** TRY IT **
Return all entries below exactly. Skip nothing.

** DATA EXTRACT **
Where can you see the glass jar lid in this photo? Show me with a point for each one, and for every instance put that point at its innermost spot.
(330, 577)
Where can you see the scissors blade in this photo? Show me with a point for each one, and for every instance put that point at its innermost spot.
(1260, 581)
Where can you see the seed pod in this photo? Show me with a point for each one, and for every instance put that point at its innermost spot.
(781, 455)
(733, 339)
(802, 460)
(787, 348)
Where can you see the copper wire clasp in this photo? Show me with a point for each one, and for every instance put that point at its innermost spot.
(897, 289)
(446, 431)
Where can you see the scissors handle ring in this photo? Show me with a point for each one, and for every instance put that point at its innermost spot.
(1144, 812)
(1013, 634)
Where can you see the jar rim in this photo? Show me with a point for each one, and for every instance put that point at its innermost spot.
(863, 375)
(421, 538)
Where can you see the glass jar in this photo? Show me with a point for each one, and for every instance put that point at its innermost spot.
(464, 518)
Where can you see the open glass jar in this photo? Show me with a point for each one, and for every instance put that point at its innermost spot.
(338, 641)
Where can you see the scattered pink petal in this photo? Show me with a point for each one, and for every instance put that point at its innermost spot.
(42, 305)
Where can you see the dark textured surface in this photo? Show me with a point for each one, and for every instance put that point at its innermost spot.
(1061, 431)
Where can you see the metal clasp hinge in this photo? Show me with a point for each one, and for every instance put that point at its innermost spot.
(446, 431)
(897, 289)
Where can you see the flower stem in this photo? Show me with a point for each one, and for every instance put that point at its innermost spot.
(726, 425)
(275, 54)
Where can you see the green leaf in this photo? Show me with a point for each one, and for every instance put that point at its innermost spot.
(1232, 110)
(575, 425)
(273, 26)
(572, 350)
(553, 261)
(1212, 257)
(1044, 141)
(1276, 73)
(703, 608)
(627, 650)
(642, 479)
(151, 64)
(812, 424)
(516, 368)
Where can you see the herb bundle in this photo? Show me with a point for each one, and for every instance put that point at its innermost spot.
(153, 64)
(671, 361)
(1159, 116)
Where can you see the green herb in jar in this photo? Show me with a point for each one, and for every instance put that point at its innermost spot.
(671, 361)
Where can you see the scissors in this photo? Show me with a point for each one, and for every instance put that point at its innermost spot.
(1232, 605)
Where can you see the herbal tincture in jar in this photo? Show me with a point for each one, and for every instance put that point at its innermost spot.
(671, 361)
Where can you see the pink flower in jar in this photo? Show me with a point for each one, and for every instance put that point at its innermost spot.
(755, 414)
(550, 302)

** PROBLEM SOLUTION **
Where can you see the glass jar lid in this photo? Show me with a point for each one, and for every instance put that point at its innermost spot.
(330, 577)
Where can you see the scissors blade in this photo? Show me with a point for each one, and for every instance put that point at its innermost spot.
(1260, 581)
Where can you see the seed pod in this photo? Show me with a point for each one, and for every instance put that point at its innermost spot.
(781, 455)
(733, 339)
(802, 460)
(787, 348)
Where can you see the copper wire clasp in this photo? Show me with a point for each one, and for every instance put that point at its innermost spot.
(897, 289)
(446, 431)
Where can you see the scissors handle ring in this photo? Show me with a point for each one, and for every instance put that point at its innermost spot.
(1144, 812)
(1013, 634)
Where can you see the jar rim in this photo? Show me with a point for each one, and for every instance put that point at its innermost spot.
(863, 375)
(421, 538)
Where can you see the glass jar in this photo? Show me with a point for each one, and for every instance put that point at its innermost spot.
(464, 518)
Where can you see the open glass jar in this photo? Show me with a point for each one, and for every instance put that point at its innermost spot.
(338, 641)
Where can you see the scattered pink petal in this photo? Show me with a point for each one, and for every instance put that point at its innermost spot.
(42, 305)
Where can you see the dark textured surface in this photo? Show me with a point for each one, and for every instance put that point at its innermost spot.
(1061, 431)
Where can you see the metal clasp hinge in this photo? Show me with a point for each one, and for every instance put that point at its innermost spot.
(446, 431)
(897, 289)
Where can you see the flower stem in this photo? Show me with a point for each one, and for every instance put that point at its innermost spot.
(726, 425)
(275, 54)
Where can you see the green leaf in this photo? Show me with a point for each one, and for every instance put that point at its innermost spot.
(1232, 110)
(575, 425)
(273, 26)
(572, 350)
(553, 261)
(1212, 257)
(1044, 141)
(1276, 73)
(703, 608)
(627, 650)
(642, 479)
(151, 64)
(812, 424)
(516, 368)
Where can you see the herb bundle in this photo? Show me with a point for each one, and for every instance put that point at its innermost spot.
(153, 64)
(671, 361)
(1159, 116)
Where can you see the green herb in jar in this photo? Show me with a point for each one, and for every instance put that point at its innermost spot.
(671, 361)
Where can you see the scissors in this photo? Show me with a point for each one, and for every instance put that point at its innermost spot.
(1232, 605)
Where can you see the herbal tincture in jar in this photo? Show me with a point for each one, and for every instance put that point at its innermost spot.
(671, 361)
Where can you see the pink flower in jar in this photo? Show me with a point for each one, and for every instance put that point at its innermost spot.
(755, 414)
(550, 302)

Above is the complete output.